--- BEGIN Extracted records ---
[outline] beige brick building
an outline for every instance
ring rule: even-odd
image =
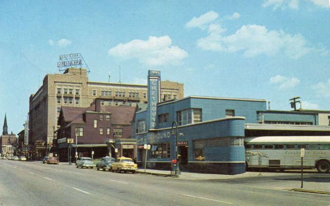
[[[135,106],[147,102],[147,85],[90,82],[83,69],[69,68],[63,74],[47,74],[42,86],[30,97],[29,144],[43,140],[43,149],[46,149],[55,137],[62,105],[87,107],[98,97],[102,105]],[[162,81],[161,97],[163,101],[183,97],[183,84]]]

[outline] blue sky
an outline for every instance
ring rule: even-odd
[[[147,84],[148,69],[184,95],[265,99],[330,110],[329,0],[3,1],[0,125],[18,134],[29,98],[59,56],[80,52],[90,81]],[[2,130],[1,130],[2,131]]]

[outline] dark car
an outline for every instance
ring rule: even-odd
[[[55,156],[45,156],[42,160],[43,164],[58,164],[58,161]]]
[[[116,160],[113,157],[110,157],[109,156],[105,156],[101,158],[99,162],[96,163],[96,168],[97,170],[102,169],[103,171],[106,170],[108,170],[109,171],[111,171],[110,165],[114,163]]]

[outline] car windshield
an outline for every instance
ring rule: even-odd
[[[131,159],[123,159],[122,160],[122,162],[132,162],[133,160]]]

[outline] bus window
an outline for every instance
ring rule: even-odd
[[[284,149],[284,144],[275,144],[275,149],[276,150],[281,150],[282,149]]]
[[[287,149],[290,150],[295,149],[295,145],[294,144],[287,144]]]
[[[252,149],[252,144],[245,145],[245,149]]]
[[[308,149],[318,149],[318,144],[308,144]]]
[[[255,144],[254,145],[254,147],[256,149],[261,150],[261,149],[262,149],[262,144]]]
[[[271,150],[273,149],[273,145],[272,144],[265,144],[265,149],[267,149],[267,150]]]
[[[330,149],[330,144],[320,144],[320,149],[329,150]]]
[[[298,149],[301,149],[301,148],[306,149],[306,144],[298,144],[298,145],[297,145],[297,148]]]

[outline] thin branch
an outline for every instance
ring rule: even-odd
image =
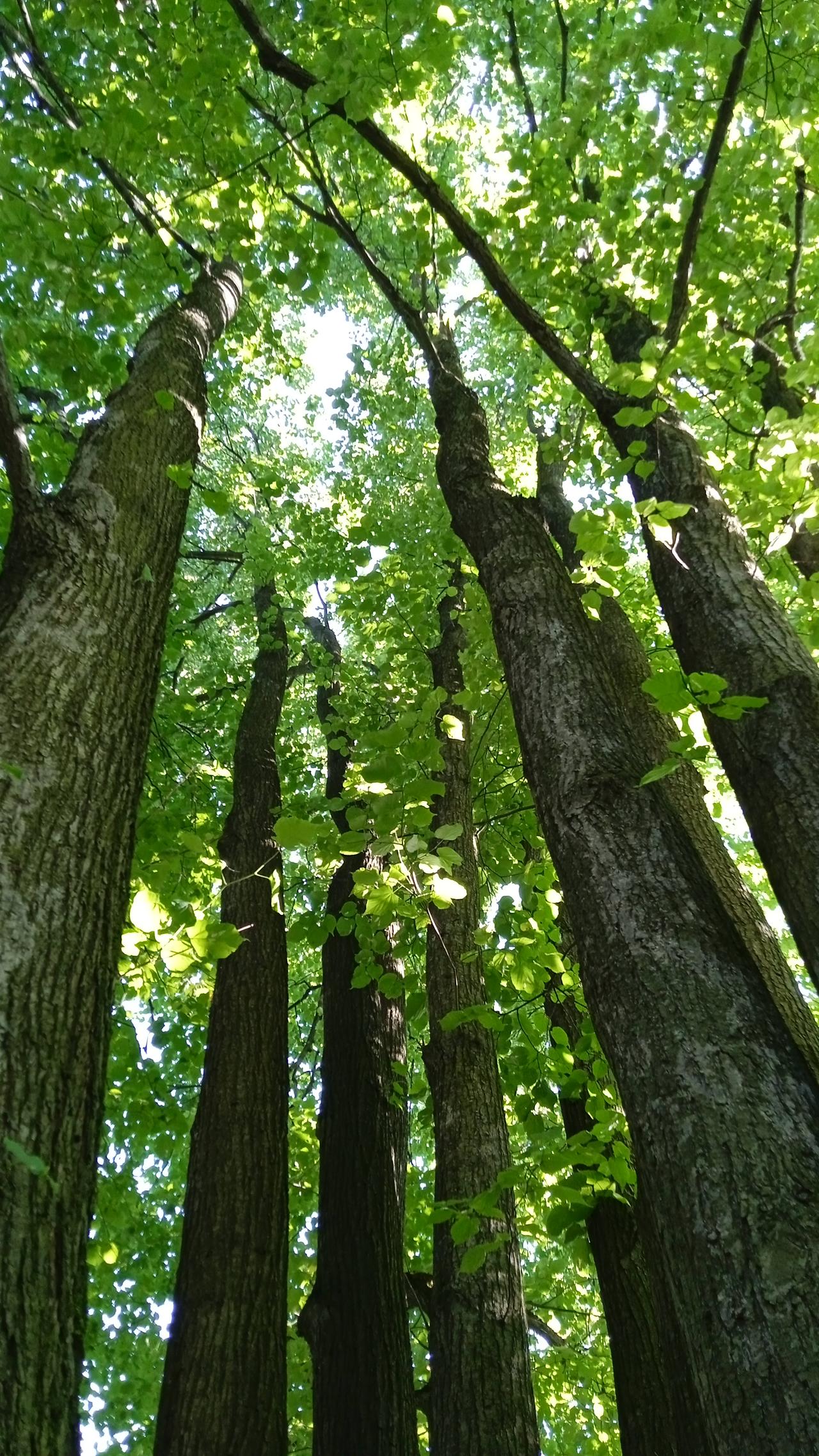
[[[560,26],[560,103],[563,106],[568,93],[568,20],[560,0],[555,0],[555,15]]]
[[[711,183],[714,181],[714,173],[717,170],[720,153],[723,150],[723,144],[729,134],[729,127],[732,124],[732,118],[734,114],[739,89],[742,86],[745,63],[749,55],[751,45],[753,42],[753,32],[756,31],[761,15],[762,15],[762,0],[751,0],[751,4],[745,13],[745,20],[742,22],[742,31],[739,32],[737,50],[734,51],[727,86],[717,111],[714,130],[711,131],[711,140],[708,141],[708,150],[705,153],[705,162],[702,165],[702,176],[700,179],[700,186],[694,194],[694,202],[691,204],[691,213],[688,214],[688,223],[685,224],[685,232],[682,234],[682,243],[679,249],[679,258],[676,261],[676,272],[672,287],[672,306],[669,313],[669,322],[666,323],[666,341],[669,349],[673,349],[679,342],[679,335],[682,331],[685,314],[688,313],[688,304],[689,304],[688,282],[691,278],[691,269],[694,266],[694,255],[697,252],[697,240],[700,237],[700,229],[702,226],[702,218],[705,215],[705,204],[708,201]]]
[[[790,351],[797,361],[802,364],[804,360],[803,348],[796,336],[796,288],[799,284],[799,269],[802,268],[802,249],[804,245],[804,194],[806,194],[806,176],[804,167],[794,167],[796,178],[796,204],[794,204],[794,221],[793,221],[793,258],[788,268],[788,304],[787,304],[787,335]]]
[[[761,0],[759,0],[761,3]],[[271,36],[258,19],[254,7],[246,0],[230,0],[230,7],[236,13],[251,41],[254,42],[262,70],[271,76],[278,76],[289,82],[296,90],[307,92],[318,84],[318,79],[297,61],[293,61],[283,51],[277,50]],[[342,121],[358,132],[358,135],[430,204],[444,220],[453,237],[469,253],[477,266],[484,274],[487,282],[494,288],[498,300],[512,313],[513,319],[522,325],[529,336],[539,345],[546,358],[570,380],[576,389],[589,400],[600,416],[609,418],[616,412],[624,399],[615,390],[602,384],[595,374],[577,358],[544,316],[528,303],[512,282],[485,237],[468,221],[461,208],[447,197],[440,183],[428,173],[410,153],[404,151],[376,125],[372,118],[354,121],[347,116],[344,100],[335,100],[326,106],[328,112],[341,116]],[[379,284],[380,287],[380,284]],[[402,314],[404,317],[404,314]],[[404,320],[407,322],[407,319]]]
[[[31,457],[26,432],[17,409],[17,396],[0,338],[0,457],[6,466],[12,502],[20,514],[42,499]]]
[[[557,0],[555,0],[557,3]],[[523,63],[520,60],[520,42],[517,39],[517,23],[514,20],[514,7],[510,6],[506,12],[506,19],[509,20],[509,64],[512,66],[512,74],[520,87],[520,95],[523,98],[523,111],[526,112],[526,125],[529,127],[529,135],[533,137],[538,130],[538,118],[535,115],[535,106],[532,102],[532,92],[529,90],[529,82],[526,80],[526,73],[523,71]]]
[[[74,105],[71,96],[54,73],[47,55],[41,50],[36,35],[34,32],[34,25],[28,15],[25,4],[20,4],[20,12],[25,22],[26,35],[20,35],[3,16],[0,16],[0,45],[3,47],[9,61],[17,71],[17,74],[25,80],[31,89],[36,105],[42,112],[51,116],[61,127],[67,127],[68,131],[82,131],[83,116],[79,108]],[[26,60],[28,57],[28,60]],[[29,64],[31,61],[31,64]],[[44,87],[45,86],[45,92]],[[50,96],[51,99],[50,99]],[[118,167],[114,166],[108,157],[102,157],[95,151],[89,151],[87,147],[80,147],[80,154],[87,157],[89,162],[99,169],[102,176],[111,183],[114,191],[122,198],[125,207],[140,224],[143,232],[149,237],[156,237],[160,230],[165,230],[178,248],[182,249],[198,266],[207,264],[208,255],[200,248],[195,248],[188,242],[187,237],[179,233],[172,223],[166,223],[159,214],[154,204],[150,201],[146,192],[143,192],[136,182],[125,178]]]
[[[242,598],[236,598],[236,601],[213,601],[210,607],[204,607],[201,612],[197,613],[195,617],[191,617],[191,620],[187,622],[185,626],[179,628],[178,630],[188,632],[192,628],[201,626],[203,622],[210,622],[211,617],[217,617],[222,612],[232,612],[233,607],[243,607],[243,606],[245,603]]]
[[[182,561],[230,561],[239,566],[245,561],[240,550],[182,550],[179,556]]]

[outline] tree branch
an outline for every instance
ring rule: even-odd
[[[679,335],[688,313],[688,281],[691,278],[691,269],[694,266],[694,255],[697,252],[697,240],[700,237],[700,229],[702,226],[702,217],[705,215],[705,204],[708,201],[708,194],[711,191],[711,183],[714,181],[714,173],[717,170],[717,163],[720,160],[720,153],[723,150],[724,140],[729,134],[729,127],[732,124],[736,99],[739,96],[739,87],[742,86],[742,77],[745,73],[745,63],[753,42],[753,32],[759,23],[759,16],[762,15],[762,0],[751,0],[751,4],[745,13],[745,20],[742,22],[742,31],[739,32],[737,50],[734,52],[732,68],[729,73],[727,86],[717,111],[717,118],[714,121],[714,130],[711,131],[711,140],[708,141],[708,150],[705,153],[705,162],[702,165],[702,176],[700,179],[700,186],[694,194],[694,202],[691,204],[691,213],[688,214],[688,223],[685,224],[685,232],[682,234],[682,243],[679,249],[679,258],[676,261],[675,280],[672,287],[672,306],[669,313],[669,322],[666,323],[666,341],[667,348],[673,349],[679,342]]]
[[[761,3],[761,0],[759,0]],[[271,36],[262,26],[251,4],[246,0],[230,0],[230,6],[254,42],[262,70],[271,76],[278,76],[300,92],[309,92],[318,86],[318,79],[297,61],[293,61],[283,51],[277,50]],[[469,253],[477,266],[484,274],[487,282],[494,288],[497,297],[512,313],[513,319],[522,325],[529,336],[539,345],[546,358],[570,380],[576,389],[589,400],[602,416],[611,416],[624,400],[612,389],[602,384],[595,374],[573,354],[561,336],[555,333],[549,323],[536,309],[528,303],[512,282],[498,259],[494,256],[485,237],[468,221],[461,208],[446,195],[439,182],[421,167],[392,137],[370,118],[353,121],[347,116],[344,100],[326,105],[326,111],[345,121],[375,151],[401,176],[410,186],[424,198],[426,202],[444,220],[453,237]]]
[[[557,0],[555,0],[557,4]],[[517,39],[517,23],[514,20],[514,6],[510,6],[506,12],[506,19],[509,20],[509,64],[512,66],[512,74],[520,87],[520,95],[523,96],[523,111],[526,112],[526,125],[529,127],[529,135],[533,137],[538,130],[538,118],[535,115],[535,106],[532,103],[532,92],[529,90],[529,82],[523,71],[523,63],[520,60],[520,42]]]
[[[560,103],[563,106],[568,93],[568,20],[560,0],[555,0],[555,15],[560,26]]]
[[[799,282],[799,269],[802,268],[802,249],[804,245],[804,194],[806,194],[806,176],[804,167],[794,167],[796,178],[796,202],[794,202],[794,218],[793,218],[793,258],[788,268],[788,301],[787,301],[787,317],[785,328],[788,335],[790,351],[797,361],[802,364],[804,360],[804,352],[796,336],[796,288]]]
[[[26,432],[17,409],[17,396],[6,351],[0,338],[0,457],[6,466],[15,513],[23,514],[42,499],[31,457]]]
--- END Extracted records ---
Reproduce the records verbatim from their first line through the line containing "[[[131,159],[123,159],[122,160],[122,162],[132,162],[133,160]]]", including both ends, and omit the pictures from your copy.

The reply
[outline] beige brick building
an outline for every instance
ring rule: even-odd
image =
[[[135,106],[147,102],[147,85],[90,82],[83,69],[69,68],[63,74],[47,74],[42,86],[30,97],[29,144],[43,140],[43,149],[46,149],[55,137],[62,105],[87,107],[98,97],[102,105]],[[162,81],[161,97],[163,101],[183,97],[183,84]]]

[outline] blue sky
an outline for every instance
ring rule: even-odd
[[[147,84],[148,69],[184,95],[265,99],[330,110],[329,0],[3,1],[0,125],[18,134],[29,98],[59,56],[80,52],[90,81]],[[2,130],[1,130],[2,131]]]

[outline] dark car
an outline for every instance
ring rule: even-odd
[[[55,156],[45,156],[42,160],[43,164],[58,164],[58,161]]]
[[[116,160],[113,157],[110,157],[109,156],[105,156],[101,158],[99,162],[96,163],[96,168],[97,170],[102,169],[103,171],[106,170],[108,170],[109,171],[111,171],[110,165],[114,163]]]

[outline] car windshield
an outline for every instance
ring rule: even-odd
[[[131,159],[123,159],[122,160],[122,162],[132,162],[133,160]]]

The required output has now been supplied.